* [Task] Word for word, reproduce the data that follows.

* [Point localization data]

★ ★ ★

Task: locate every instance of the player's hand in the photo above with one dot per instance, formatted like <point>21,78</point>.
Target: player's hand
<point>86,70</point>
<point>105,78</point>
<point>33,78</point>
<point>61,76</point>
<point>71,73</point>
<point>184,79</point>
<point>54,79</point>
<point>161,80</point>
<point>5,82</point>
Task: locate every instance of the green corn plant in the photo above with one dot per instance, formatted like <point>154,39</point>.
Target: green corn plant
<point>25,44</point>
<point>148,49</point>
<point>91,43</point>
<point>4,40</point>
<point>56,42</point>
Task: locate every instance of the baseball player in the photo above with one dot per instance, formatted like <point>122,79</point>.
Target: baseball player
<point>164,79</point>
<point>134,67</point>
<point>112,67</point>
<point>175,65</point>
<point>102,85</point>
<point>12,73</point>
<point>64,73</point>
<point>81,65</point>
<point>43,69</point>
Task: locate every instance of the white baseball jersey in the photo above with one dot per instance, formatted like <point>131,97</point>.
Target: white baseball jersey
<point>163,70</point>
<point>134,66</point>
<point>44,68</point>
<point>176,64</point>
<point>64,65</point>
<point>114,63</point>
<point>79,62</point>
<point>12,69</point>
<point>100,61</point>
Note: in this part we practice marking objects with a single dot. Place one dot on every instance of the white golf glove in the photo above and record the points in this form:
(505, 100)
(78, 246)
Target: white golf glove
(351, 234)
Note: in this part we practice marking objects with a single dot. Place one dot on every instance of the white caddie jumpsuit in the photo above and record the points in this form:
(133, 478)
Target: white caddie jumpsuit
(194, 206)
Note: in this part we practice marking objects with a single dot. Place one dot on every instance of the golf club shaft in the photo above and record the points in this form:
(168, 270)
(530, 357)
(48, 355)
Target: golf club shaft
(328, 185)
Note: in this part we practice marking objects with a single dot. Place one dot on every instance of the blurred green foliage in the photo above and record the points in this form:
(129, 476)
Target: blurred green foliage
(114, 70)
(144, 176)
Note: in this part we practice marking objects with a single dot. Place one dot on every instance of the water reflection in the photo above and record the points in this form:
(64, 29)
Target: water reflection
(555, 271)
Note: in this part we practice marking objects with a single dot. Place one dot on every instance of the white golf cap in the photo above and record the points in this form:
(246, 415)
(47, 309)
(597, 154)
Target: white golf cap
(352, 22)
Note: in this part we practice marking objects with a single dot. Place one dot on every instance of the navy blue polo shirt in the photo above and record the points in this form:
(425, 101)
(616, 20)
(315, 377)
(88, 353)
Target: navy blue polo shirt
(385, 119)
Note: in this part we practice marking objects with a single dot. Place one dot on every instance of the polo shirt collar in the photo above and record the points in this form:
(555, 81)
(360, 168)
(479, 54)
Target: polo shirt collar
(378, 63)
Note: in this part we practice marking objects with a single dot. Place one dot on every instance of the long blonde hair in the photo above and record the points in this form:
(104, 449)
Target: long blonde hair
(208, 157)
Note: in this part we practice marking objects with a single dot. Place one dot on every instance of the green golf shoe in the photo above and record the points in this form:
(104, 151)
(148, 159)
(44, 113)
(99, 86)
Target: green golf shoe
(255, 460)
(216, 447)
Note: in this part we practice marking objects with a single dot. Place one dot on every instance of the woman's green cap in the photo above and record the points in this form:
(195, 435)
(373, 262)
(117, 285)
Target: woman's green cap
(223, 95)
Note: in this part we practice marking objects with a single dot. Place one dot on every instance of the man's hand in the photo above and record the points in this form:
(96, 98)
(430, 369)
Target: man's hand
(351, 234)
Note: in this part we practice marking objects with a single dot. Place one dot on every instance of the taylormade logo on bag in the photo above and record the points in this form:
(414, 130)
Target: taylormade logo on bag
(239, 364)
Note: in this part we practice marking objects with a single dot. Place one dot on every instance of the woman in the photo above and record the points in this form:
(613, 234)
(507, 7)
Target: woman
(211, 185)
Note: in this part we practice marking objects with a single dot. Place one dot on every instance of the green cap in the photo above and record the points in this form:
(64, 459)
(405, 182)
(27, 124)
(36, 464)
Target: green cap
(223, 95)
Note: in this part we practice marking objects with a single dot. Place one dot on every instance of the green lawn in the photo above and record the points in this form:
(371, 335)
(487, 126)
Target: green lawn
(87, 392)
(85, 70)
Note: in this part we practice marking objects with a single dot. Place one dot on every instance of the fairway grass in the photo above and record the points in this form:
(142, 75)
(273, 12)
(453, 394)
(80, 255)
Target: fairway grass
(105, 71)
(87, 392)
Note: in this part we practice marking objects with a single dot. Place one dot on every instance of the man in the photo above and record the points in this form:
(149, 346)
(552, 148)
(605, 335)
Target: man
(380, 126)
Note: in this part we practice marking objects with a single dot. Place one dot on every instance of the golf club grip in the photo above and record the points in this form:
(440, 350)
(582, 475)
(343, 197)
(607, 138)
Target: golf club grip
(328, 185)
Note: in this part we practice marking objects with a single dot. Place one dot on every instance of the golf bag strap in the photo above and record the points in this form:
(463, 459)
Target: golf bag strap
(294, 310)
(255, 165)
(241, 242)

★ ★ ★

* [Answer to the exercise]
Task: locate every instance of the player's hand in the photo above with one dot per instance, formatted like <point>21,78</point>.
Target: player's hand
<point>86,70</point>
<point>105,78</point>
<point>33,78</point>
<point>61,76</point>
<point>71,73</point>
<point>184,79</point>
<point>54,79</point>
<point>161,80</point>
<point>5,82</point>
Task: locate every instance of the green corn plant in the photo above with one dot per instance, formatted like <point>154,39</point>.
Target: green corn plant
<point>25,44</point>
<point>148,49</point>
<point>91,43</point>
<point>4,40</point>
<point>56,42</point>
Task: locate every instance of the baseball player in the photo above with one dot per instance, formatted like <point>122,79</point>.
Target: baseball player
<point>164,79</point>
<point>134,67</point>
<point>112,67</point>
<point>175,65</point>
<point>102,85</point>
<point>12,73</point>
<point>64,73</point>
<point>81,65</point>
<point>43,69</point>
Task: locate every instance of the white baseball jersey in the photo above with one dot per instance, formatted like <point>131,97</point>.
Target: white baseball jersey
<point>163,70</point>
<point>134,66</point>
<point>44,68</point>
<point>176,64</point>
<point>64,65</point>
<point>114,63</point>
<point>79,62</point>
<point>12,69</point>
<point>100,61</point>
Note: in this part we practice marking objects with a single dot. Place one dot on every instance of the white golf glove in the photo above and record the points in this form:
(505, 100)
(78, 246)
Target: white golf glove
(351, 234)
Note: in this part we practice marking objects with a single dot. Place one dot on every instance of the white caddie jumpsuit in the photo above and record the points in this form:
(133, 478)
Target: white caddie jumpsuit
(194, 206)
Note: in this part we practice marking objects with a single dot. Place one dot on every instance of the golf club shaft in the photo above and record the points in this form:
(168, 270)
(530, 357)
(48, 355)
Target: golf club shaft
(328, 185)
Note: in this part we practice marking objects with a single dot. Place one dot on every instance of the blurred green foliage in the photo above and record the points in this form:
(129, 476)
Target: blurred green foliage
(114, 70)
(144, 176)
Note: in this part we practice marking objects with a single dot. Place one dot on every instance of the water reflection in the photo above and record the points in this form:
(64, 29)
Target: water reflection
(555, 271)
Note: in this part we practice marking objects with a single dot. Place one dot on every instance of the white golf cap in the photo above and record the points in this form:
(246, 415)
(47, 309)
(597, 154)
Target: white golf cap
(352, 22)
Note: in this part we practice marking objects with a single dot. Place one dot on every instance of the navy blue polo shirt in the photo above and record the points in this form:
(425, 101)
(616, 20)
(315, 377)
(88, 353)
Target: navy blue polo shirt
(385, 119)
Note: in this part we practice marking objects with a single dot. Place one dot on every instance of the polo shirt collar in the photo above and record the points in this form:
(555, 81)
(360, 168)
(479, 54)
Target: polo shirt collar
(378, 63)
Note: in this part we practice marking objects with a single dot. Place one dot on every instance of the long blonde hair in the photo above and record the points in this form:
(104, 449)
Target: long blonde hair
(208, 157)
Note: in this part we practice marking objects with a single dot. Place one dot on every instance of the green golf shoe in the photo above and record the points in this form:
(104, 151)
(148, 159)
(44, 113)
(99, 86)
Target: green golf shoe
(255, 460)
(216, 447)
Note: in this part we practice marking objects with a single dot. Place one dot on every instance of the woman's green cap in the photo above and record the points in this form:
(195, 435)
(373, 262)
(117, 285)
Target: woman's green cap
(223, 95)
Note: in this part we practice marking objects with a single dot. Place one dot on every instance of the man's hand in the photo above and record the points in this form:
(96, 98)
(430, 369)
Target: man's hand
(351, 234)
Note: in this part we practice marking objects with a single dot. Place one dot on every instance of the taylormade logo on bag in the photo above and record the points in this form:
(414, 130)
Target: taylormade logo on bag
(239, 364)
Note: in this part we practice marking objects with a single dot. Place one dot on every instance of the woman in the photo above and record the points in this form:
(613, 234)
(507, 7)
Target: woman
(211, 185)
Note: in this part we practice marking objects with a single dot. Place one dot on every instance of the green cap in the photo above and record the points in this form:
(64, 459)
(405, 182)
(27, 124)
(36, 464)
Target: green cap
(223, 95)
Note: in this part we practice marking objects with a single dot. Place one dot on every instance of the green lawn in the photo above and record the points in this form:
(371, 335)
(487, 126)
Target: green lawn
(87, 392)
(85, 70)
Note: in this part we practice marking objects with a single dot. Place one dot on every instance of the fairway grass in the photo above and record the points in this form:
(142, 75)
(273, 12)
(453, 394)
(80, 255)
Target: fairway grass
(105, 71)
(87, 392)
Note: in this part we practice marking objects with a single dot. Place one dot on every instance of the man in the photo above and record the points in this form:
(149, 346)
(552, 148)
(605, 335)
Target: man
(380, 126)
Note: in this part we practice marking objects with a single dot. Place one dot on every instance of the golf club grip in the photo above and record the points in this form:
(440, 350)
(582, 475)
(343, 197)
(607, 138)
Target: golf club grip
(328, 185)
Note: in this part we practice marking objects with a single dot. Place one dot on every instance of the golf bag strap in the photo above and record the points in this form:
(463, 459)
Target: golf bag strap
(294, 310)
(255, 165)
(241, 242)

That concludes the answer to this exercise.